## Instructions to follow
From the records below, copy the lines that include "naming".
· · · · ·
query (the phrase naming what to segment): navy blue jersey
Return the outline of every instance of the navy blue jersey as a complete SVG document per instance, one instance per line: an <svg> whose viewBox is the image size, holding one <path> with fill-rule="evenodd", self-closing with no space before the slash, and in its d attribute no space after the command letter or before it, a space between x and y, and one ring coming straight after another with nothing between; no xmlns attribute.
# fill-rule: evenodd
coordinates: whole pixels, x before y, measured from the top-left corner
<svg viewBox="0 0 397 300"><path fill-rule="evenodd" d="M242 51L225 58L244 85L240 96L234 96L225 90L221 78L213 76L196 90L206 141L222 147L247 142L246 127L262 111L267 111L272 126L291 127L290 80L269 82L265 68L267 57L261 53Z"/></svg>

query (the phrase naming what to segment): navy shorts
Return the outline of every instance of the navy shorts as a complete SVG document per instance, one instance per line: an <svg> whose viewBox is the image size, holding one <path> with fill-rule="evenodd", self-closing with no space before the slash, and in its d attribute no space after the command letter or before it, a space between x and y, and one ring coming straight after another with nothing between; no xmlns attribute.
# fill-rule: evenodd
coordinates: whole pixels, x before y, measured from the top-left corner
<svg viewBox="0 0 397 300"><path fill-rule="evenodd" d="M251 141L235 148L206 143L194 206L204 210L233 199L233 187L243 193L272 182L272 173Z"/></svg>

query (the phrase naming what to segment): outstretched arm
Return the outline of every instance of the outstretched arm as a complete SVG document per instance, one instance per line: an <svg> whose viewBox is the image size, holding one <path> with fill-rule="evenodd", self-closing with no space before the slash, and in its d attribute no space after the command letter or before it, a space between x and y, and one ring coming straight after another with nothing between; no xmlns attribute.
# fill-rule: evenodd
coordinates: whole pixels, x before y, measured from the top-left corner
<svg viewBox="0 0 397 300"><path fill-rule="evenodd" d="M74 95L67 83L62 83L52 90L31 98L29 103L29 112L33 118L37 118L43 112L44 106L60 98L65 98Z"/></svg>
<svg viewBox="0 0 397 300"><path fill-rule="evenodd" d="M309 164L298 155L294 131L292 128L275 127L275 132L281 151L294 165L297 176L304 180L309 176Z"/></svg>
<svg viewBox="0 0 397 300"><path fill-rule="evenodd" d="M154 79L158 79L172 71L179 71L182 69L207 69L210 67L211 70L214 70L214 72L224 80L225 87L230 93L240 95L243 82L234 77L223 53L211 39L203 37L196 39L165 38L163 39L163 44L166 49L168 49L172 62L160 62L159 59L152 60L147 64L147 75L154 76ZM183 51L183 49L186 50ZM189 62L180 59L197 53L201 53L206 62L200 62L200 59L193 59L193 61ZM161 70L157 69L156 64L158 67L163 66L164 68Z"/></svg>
· · · · ·
## Result
query (the phrase naming what to segment): navy blue jersey
query (the phrase naming what to segment): navy shorts
query (the phrase naming what to segment): outstretched arm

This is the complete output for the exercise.